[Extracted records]
(begin)

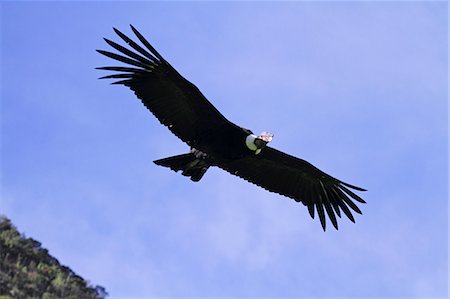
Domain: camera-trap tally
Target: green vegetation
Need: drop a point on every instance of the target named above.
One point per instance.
(27, 270)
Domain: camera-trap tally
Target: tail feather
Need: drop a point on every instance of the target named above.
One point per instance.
(189, 164)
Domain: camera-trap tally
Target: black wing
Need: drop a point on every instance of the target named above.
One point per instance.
(295, 178)
(176, 102)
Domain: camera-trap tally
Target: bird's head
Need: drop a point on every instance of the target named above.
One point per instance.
(256, 143)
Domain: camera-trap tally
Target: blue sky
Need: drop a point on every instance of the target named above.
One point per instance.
(359, 89)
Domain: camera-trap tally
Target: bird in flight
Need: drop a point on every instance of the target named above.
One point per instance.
(215, 141)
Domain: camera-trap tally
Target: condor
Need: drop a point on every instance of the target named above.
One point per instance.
(215, 141)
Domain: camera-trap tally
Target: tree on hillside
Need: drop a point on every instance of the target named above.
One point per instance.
(27, 270)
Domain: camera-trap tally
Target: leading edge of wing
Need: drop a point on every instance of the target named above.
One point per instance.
(177, 103)
(298, 179)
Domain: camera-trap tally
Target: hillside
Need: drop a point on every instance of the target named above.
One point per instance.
(27, 270)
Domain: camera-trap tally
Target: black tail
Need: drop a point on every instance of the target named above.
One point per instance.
(189, 164)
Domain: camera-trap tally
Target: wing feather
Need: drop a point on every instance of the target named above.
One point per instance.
(279, 172)
(176, 102)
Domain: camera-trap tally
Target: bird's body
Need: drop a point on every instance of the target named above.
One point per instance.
(216, 141)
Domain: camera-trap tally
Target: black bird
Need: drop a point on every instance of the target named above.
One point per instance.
(215, 141)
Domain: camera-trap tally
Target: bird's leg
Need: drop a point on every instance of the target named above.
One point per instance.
(198, 154)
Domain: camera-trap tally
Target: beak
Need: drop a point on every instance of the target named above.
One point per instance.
(267, 137)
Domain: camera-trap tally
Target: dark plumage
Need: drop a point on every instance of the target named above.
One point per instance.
(215, 141)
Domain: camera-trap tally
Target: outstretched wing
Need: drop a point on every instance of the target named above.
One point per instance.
(176, 102)
(295, 178)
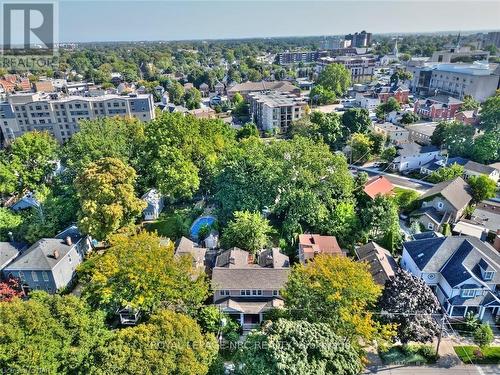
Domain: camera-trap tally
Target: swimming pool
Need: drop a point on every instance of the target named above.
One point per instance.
(199, 223)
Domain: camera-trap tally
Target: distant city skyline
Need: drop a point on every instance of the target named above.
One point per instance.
(121, 21)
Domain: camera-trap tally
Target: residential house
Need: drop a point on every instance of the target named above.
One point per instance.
(421, 132)
(155, 203)
(477, 169)
(437, 108)
(186, 247)
(411, 156)
(246, 290)
(395, 134)
(50, 263)
(382, 264)
(378, 185)
(462, 271)
(246, 88)
(443, 203)
(311, 245)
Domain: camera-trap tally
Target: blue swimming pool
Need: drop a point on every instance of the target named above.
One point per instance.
(199, 223)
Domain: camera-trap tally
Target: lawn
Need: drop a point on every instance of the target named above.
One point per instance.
(173, 223)
(489, 355)
(410, 355)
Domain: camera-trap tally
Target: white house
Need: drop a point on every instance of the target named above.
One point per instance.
(462, 271)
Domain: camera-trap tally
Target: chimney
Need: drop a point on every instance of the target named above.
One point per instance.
(496, 243)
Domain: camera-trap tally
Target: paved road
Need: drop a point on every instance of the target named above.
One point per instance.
(428, 370)
(399, 181)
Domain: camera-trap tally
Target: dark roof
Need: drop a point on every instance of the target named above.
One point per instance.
(455, 191)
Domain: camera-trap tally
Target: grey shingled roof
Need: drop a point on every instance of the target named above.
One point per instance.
(249, 278)
(455, 191)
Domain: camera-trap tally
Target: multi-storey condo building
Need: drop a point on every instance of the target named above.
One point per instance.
(60, 115)
(361, 67)
(479, 80)
(275, 111)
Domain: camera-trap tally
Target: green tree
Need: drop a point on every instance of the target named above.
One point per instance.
(321, 95)
(334, 290)
(297, 347)
(389, 106)
(482, 187)
(50, 333)
(248, 230)
(336, 78)
(446, 173)
(361, 148)
(169, 343)
(33, 157)
(140, 272)
(490, 113)
(107, 198)
(483, 335)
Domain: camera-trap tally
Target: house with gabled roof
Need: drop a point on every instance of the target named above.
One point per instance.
(246, 288)
(462, 271)
(443, 203)
(50, 263)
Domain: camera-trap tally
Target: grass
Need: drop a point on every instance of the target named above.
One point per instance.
(408, 355)
(488, 355)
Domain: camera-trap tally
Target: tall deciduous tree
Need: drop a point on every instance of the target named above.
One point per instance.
(248, 230)
(141, 272)
(107, 197)
(410, 303)
(297, 347)
(336, 78)
(169, 343)
(335, 290)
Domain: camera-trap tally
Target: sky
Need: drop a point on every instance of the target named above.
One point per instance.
(115, 20)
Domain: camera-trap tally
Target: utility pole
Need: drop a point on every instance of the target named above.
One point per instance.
(441, 328)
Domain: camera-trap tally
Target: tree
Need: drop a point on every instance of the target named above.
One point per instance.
(248, 230)
(192, 98)
(410, 303)
(446, 173)
(336, 78)
(486, 148)
(356, 120)
(490, 113)
(169, 343)
(49, 333)
(33, 158)
(296, 347)
(409, 118)
(385, 108)
(321, 95)
(140, 272)
(334, 290)
(482, 187)
(361, 147)
(107, 198)
(469, 104)
(483, 335)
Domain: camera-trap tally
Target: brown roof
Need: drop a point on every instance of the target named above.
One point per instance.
(317, 243)
(378, 186)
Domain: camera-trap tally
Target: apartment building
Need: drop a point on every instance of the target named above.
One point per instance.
(275, 111)
(60, 115)
(479, 80)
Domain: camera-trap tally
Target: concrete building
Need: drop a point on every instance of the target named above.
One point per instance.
(275, 111)
(479, 80)
(60, 115)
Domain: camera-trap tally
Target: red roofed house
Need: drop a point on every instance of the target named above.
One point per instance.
(378, 185)
(311, 245)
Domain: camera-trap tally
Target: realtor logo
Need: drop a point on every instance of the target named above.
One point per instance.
(29, 26)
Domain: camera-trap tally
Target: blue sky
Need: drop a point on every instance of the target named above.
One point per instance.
(114, 20)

(end)

What is expected: The records above should be reproduced exactly, with no pictures included.

Response to this exercise:
Domain: camera-trap tally
Target: green vegetation
Need: drop a point on every instance of the target named above.
One point per instance.
(27, 270)
Domain: camera-trap tally
Target: tail feather
Need: drop a point on every instance of the target named above.
One point per instance.
(189, 164)
Domain: camera-trap tally
Target: black wing
Need: drop a point on every instance of the target named above.
One point per instance.
(295, 178)
(176, 102)
Domain: camera-trap tally
Target: bird's head
Need: drop a point on every instance of the target named above.
One point per instance.
(256, 143)
Domain: camera-trap tally
Target: blue sky
Need: drop a point on every instance of the target named above.
One point per instance.
(359, 89)
Domain: camera-trap tally
Target: bird in flight
Need: drop a point on every instance of the target named above.
One point per instance.
(215, 141)
Domain: camera-trap tally
Target: condor
Need: drop a point on every instance of the target named above.
One point per instance.
(215, 141)
Domain: camera-trap tally
Target: tree on hillside
Need: drop a point on every instance of the target named above.
One point per instance.
(27, 270)
Domain: camera-trap tally
Target: leading edge of wing
Need: drop a point on every instance of the target named above.
One point per instance.
(177, 103)
(298, 179)
Domain: camera-trap tally
Target: hillside
Need: drop a point on every instance of the target named above.
One point per instance.
(27, 270)
Domain: camera-trap tally
Target: black tail
Need: drop a point on every instance of the target named above.
One point per instance.
(189, 164)
Domain: camera-trap tally
Target: wing feather
Need: drop a point on every instance of the target named above.
One point per instance.
(279, 172)
(176, 102)
Domain: camera-trap tally
Target: bird's body
Need: drop a point on every instance of the target named above.
One point per instance.
(216, 141)
Domain: camera-trap tally
Target: black bird
Need: drop a point on every instance of the target named above.
One point per instance.
(215, 141)
Domain: camera-trap tally
Target: bird's leg
Need: drop a point on every instance of the target named above.
One point per instance.
(198, 154)
Domain: camera-trap tally
Target: beak
Need: drop a point on every instance of the target named above.
One point per instance.
(267, 137)
Domain: camera-trap tally
Target: dark plumage
Need: drop a point on every instance of the target named above.
One point per instance.
(215, 141)
Domain: camera-trap tally
Target: outstretched wing
Need: drop a point on every instance of the target named above.
One point per instance.
(176, 102)
(295, 178)
Domain: camera-trap tally
Target: swimming pool
Need: drop a point on every instance of the target named above.
One point per instance.
(199, 223)
Domain: camera-trap tally
Target: distant city skyline
Need: drop a point on every instance of the target named above.
One point per instance.
(121, 21)
Domain: camera-trap tally
Target: residential house
Need: drop a point on every instance of the target named above.
One point per instance.
(421, 132)
(155, 203)
(477, 169)
(437, 108)
(186, 247)
(411, 156)
(246, 290)
(395, 134)
(50, 263)
(382, 264)
(378, 185)
(462, 271)
(246, 88)
(443, 203)
(311, 245)
Domain: camera-trap tally
Target: blue swimming pool
Need: drop a point on every instance of the target named above.
One point per instance.
(199, 223)
Domain: camera-trap tally
Target: lawn
Need: drop a point on every instance of the target named above.
One point per instance.
(173, 223)
(489, 355)
(410, 355)
Domain: camera-trap tally
Target: white house
Need: drop a point on every instance of the target named above.
One point per instance.
(462, 271)
Domain: camera-trap tally
Target: chimney
Need: drop a point on every instance of the target named above.
One point per instance.
(496, 243)
Domain: camera-trap tally
Target: paved road
Need: drop a point on every instance of the target named above.
One point per instance.
(428, 370)
(399, 181)
Domain: camera-trap tally
Target: dark roof
Need: drop a point on every instance of the target named above.
One point per instance.
(455, 191)
Domain: camera-trap tally
Target: grey shingled roof
Need: drop a point on every instance of the target named above.
One point per instance.
(249, 278)
(455, 191)
Domain: camera-trap tally
Target: multi-storey condo building
Need: drop a point on every instance of the target named above.
One point per instance.
(60, 115)
(361, 67)
(479, 80)
(275, 111)
Domain: camera-trap tally
Target: green tree
Need: drop a point on every instance of the target named above.
One point per instance.
(321, 95)
(334, 290)
(297, 347)
(389, 106)
(482, 187)
(50, 333)
(248, 230)
(336, 78)
(446, 173)
(361, 148)
(169, 343)
(33, 157)
(140, 272)
(490, 113)
(107, 198)
(483, 335)
Domain: camera-trap tally
Target: house with gabled roof
Need: drop a point on every instance of the target named above.
One point per instance.
(246, 288)
(462, 271)
(443, 203)
(50, 263)
Domain: camera-trap tally
Target: grass
Need: drop a point on every instance of the target named above.
One point per instance.
(408, 355)
(488, 355)
Domain: camera-trap tally
Target: tall deciduous tree
Need: drop a point on every instance of the target named above.
One point per instance.
(248, 230)
(141, 272)
(107, 197)
(410, 303)
(297, 347)
(336, 78)
(169, 343)
(335, 290)
Domain: camera-trap tally
Target: sky
Need: drop a point on every instance of the target named above.
One point per instance.
(115, 20)
Domain: camera-trap tally
Target: utility pole
Need: drop a point on every instance of the target named above.
One point per instance.
(441, 328)
Domain: camera-trap tally
Target: tree
Need: drop a point on every instance of the target named above.
One point per instance.
(248, 230)
(192, 98)
(410, 303)
(446, 173)
(336, 78)
(486, 148)
(356, 120)
(490, 113)
(169, 343)
(49, 333)
(33, 158)
(296, 347)
(409, 118)
(385, 108)
(321, 95)
(140, 272)
(334, 290)
(482, 187)
(361, 147)
(107, 198)
(469, 104)
(483, 335)
Domain: camera-trap tally
Target: brown roof
Need: drop a point on every instance of the target named above.
One point per instance.
(317, 243)
(378, 186)
Domain: camera-trap tally
Target: apartment building
Need: drop a point on every instance of the target named above.
One point per instance.
(275, 111)
(60, 115)
(479, 80)
Domain: camera-trap tally
Target: concrete building
Need: drop a point on every instance of the target named above.
One point per instance.
(275, 111)
(479, 80)
(60, 115)
Domain: camera-trap tally
Target: red roofed house
Need: drop a point on every instance of the target named above.
One point per instance.
(378, 185)
(311, 245)
Domain: camera-trap tally
Target: realtor logo
Need: drop a point on every instance of the target named above.
One point per instance.
(29, 26)
Domain: camera-trap tally
Target: blue sky
Need: drop a point on every instance of the target named above.
One point per instance.
(114, 20)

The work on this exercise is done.